SOURCE EXTRACT:
——————————
Each node keeps track of a single key/value pair, its own frequency, as well as pointers to the next and previous nodes.

**class DLinkedList**:
- _sentinel: Node
- size: int
- append(node: Node) -> None
- pop(node: Node) -> Node

Individual nodes are collected into doubly-linked lists, which keep track of the number of nodes in that list, and provide convenient append and pop methods to add and remove elements.
- **Note**: the *sentinel* node sits at the start/end of the LL, so you can quickly find the head/tail


**class LFUCache**:
- _node: dict[key: int, node: Node]
- _freq: dict[freq: int, lst: DlinkedList]
- _minfreq: int
- get(key: int) -> int
- put(key: int, value: int) -> None

*LFUCache._node* maps a *key* to a single node, so we can retrieve that node in O(1) time.

*LFUCache._freq* maps a frequency (*freq*) to a Doubly Linked List, 
where all nodes in the DLinkedList have the same frequency. 
Moreover, each new node will be always inserted in the head (indicating most recently used).

*LFUCache._minfreq* keeps track of the minimum frequency of across all nodes in this cache, such that the DLinkedList with the min frequency can always be retrieved in O(1) time.


![lfu-topvote](img/lfu-topvote.png)



### Algorithm:

**get(key)**
- query the node by calling self._node[key]
- find the frequency by checking node.freq (call this *f*)
- find the DLinkedList that this node was in previously, by calling self._freq[f] (call this *dl_prev*)
- pop this node (removing it from the DLinkedList)
- if *dl_prev* is empty and self._minfreq == f, update self._minfreq to f+1.
- increase the node's internal frequency counter: node.freq --> f+1
- check the dictionary self._freq[f+1] and create a new DLinkedList there if needed
- append the node to the DLinkedList at frequency *f+1*
- return node.val

**put(key, value)**

If key is already in cache
- do the same thing as get(key), 
- update node.val as value
Otherwise:
- if the cache is full, pop the least frequenly used element (*)
- add new node to self._node
- add new node to self._freq[1]
- reset self._minfreq to 1

(*) The least frequently used element is the tail element in the DLinkedList with frequency self._minfreq



In [None]:
import collections

class Node:
    def __init__(self, key, val):
        self.key = key
        self.val = val
        self.freq = 1
        self.prev = self.next = None

class DLinkedList:
    """ An implementation of doubly linked list.
    
    Two APIs provided:
    
    append(node): append the node to the head of the linked list.
    pop(node=None): remove the referenced node. 
                    If None is given, remove the one from tail, which is the least recently used.
                    
    Both operation, apparently, are in O(1) complexity.
    """
——————————
RECORDS:

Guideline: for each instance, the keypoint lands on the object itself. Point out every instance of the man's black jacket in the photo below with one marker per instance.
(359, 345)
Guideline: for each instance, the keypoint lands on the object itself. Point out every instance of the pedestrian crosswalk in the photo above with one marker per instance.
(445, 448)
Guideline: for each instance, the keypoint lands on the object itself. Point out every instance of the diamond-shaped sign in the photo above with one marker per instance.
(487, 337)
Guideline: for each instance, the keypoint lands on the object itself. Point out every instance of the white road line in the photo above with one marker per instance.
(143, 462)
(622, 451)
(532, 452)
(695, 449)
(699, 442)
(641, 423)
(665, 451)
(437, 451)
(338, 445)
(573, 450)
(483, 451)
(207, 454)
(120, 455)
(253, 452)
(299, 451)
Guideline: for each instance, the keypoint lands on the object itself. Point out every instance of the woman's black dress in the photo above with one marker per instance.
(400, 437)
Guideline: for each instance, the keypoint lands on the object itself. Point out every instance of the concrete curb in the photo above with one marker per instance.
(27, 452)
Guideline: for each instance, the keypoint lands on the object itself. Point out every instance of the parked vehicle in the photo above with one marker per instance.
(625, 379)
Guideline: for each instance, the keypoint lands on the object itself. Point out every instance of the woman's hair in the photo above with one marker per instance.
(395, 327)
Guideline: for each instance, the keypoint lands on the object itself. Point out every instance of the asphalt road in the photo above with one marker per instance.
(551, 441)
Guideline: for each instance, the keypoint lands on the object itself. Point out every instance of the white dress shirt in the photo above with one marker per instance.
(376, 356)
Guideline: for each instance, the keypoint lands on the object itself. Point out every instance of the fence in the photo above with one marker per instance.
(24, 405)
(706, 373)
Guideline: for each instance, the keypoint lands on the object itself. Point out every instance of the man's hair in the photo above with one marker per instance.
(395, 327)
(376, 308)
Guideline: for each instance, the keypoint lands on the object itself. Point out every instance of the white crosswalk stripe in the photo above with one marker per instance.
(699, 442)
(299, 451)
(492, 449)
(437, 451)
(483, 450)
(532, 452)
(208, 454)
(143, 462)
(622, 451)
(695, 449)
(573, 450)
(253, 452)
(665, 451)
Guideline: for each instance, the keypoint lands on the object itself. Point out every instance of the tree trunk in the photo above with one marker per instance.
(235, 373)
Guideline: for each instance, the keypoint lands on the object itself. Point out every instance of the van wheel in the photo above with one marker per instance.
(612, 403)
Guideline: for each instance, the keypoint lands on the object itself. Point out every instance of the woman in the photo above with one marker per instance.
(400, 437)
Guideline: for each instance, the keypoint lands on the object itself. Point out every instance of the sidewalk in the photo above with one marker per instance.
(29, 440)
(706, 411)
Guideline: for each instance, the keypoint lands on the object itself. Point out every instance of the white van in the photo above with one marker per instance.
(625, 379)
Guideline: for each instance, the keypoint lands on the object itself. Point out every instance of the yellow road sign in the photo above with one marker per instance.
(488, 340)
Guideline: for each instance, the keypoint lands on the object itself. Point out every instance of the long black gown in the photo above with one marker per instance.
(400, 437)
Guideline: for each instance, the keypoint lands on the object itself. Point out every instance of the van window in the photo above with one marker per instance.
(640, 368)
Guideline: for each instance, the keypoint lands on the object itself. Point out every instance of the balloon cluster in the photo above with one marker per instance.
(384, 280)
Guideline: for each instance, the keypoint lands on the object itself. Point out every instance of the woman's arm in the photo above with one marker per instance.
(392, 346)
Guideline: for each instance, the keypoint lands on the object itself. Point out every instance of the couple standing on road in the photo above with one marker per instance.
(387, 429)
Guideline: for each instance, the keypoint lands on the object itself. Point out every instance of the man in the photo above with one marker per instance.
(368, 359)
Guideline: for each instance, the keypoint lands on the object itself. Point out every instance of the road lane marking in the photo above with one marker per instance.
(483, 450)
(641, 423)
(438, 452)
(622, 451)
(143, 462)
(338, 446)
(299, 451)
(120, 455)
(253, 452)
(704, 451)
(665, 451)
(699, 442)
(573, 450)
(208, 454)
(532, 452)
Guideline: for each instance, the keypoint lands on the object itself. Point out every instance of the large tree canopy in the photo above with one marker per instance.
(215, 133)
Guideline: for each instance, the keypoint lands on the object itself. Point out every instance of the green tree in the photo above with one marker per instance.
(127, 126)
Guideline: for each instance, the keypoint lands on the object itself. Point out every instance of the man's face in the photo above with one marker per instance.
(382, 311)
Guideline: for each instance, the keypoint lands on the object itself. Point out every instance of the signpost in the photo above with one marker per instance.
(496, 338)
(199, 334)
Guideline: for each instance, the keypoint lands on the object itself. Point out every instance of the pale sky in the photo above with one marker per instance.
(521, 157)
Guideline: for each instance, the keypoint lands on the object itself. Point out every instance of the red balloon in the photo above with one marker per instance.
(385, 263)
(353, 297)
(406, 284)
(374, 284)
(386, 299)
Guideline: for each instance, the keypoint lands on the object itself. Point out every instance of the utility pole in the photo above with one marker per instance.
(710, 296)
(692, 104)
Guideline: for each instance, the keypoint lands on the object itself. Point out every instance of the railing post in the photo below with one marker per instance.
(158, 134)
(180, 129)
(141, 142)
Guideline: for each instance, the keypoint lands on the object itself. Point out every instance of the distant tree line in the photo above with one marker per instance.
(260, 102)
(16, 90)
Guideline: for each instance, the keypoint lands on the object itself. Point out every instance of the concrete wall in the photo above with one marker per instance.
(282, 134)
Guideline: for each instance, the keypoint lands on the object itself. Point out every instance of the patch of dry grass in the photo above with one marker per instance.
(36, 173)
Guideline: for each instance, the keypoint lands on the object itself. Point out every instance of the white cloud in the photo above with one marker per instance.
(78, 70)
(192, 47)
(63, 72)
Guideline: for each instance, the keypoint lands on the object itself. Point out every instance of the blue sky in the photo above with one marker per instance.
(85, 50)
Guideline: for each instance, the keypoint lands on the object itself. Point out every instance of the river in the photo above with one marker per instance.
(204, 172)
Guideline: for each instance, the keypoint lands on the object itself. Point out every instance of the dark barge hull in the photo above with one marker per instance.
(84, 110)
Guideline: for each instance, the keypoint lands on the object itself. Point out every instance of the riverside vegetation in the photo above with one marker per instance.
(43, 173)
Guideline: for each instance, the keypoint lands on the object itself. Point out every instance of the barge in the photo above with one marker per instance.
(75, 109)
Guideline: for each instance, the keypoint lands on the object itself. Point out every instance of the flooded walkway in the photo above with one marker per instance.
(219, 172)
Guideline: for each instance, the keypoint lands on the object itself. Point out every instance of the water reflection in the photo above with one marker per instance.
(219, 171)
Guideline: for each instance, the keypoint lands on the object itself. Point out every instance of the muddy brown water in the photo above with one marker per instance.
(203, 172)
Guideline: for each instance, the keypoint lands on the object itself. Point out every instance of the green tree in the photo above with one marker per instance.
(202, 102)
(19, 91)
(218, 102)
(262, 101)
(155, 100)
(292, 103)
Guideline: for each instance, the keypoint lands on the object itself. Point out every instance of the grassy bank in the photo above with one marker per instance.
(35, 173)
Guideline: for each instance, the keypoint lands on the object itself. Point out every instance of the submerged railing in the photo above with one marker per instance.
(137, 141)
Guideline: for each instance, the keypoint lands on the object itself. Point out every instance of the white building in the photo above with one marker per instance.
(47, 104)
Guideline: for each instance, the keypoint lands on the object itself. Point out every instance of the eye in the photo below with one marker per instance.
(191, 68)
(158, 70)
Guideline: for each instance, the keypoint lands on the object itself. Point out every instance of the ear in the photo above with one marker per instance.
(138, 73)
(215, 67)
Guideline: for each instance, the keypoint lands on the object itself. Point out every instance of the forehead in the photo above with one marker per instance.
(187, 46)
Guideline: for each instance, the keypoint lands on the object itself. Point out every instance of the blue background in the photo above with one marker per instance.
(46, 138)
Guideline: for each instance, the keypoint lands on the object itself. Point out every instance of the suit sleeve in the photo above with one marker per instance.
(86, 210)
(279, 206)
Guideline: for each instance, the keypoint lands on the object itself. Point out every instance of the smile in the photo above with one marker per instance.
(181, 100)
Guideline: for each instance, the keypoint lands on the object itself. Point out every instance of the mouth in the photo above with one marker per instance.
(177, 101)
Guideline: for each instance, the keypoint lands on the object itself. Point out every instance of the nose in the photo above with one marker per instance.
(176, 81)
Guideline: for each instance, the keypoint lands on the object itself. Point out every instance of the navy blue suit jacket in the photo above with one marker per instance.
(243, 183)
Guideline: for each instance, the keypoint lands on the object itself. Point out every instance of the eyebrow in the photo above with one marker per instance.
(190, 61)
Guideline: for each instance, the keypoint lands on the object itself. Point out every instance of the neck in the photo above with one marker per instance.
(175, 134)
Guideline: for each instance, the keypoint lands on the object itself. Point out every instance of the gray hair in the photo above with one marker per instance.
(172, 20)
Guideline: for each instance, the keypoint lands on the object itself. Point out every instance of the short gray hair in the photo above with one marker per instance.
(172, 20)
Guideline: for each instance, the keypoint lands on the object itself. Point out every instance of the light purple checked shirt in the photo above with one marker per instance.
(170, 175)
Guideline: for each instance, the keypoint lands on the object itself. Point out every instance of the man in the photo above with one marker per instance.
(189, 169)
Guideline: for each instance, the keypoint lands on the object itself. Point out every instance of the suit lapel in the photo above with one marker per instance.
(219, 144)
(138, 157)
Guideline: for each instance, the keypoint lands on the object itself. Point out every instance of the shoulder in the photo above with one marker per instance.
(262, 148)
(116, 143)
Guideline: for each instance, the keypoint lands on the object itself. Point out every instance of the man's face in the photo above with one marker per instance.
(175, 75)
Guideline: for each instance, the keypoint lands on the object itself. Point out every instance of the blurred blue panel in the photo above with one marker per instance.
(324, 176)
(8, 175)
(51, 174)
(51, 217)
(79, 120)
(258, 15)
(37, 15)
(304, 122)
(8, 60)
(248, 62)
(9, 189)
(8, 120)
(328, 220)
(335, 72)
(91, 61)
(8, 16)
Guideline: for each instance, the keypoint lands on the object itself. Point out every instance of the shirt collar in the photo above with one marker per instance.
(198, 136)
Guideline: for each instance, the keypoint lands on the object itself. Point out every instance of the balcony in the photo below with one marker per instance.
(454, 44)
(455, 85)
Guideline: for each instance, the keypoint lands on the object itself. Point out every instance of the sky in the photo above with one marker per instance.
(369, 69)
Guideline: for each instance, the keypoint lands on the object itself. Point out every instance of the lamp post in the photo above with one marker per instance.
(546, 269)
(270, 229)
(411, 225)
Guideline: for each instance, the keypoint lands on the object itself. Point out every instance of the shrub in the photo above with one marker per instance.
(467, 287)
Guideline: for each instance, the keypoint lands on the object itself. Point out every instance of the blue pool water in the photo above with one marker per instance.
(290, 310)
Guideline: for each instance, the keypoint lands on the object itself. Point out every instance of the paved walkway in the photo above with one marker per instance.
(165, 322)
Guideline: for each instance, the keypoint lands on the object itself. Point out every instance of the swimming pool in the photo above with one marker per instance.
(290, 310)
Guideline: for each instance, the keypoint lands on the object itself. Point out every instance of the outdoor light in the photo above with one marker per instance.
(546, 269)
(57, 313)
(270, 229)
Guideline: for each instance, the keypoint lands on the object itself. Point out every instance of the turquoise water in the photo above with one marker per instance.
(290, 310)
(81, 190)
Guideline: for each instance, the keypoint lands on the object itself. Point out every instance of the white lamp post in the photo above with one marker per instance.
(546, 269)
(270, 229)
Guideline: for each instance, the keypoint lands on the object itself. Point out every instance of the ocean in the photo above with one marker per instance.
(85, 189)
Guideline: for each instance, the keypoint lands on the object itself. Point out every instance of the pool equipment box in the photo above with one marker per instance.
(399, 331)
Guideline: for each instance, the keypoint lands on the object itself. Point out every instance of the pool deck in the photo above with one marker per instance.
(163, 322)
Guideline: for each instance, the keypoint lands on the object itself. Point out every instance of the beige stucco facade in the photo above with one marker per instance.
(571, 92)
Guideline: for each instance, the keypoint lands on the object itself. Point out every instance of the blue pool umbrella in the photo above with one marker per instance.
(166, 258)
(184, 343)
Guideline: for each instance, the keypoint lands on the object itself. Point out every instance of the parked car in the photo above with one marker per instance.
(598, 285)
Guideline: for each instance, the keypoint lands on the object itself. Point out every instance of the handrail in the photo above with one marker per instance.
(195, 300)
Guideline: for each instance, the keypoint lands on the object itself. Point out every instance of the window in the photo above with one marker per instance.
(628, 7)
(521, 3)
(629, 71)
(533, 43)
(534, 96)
——————————
TO BE DONE:
1: Duplicate the LFU cache text between "- increase the" and "used element (*)", inclusive.
2: Write the next part of the LFU cache text, picking up right after its last sentence.

IN RESPONSE:
1:
- increase the node's internal frequency counter: node.freq --> f+1
- check the dictionary self._freq[f+1] and create a new DLinkedList there if needed
- append the node to the DLinkedList at frequency *f+1*
- return node.val

**put(key, value)**

If key is already in cache
- do the same thing as get(key), 
- update node.val as value
Otherwise:
- if the cache is full, pop the least frequenly used element (*)

2:
    def __init__(self):
        self._sentinel = Node(None, None) # dummy node
        self._sentinel.next = self._sentinel.prev = self._sentinel
        self._size = 0
    
    def __len__(self):
        return self._size
    
    def append(self, node):
        node.next = self._sentinel.next
        node.prev = self._sentinel
        node.next.prev = node
        self._sentinel.next = node
        self._size += 1
    
    def pop(self, node=None):
        if self._size == 0:
            return
        
        if not node:
            node = self._sentinel.prev

        node.prev.next = node.next
        node.next.prev = node.prev
        self._size -= 1
        
        return node
        
class LFUCache:
    def __init__(self, capacity):
        """
        :type capacity: int
        
        Three things to maintain:
        
        1. a dict, named as `self._node`, for the reference of all nodes given key.
           That is, O(1) time to retrieve node given a key.
           
        2. Each frequency has a doubly linked list, store in `self._freq`, where key
           is the frequency, and value is an object of `DLinkedList`
        
        3. The min frequency through all nodes. We can maintain this in O(1) time, taking
           advantage of the fact that the frequency can only increment by 1. Use the following
           two rules:
           
           Rule 1: Whenever we see the size of the DLinkedList of current min frequency is 0,
                   the min frequency must increment by 1.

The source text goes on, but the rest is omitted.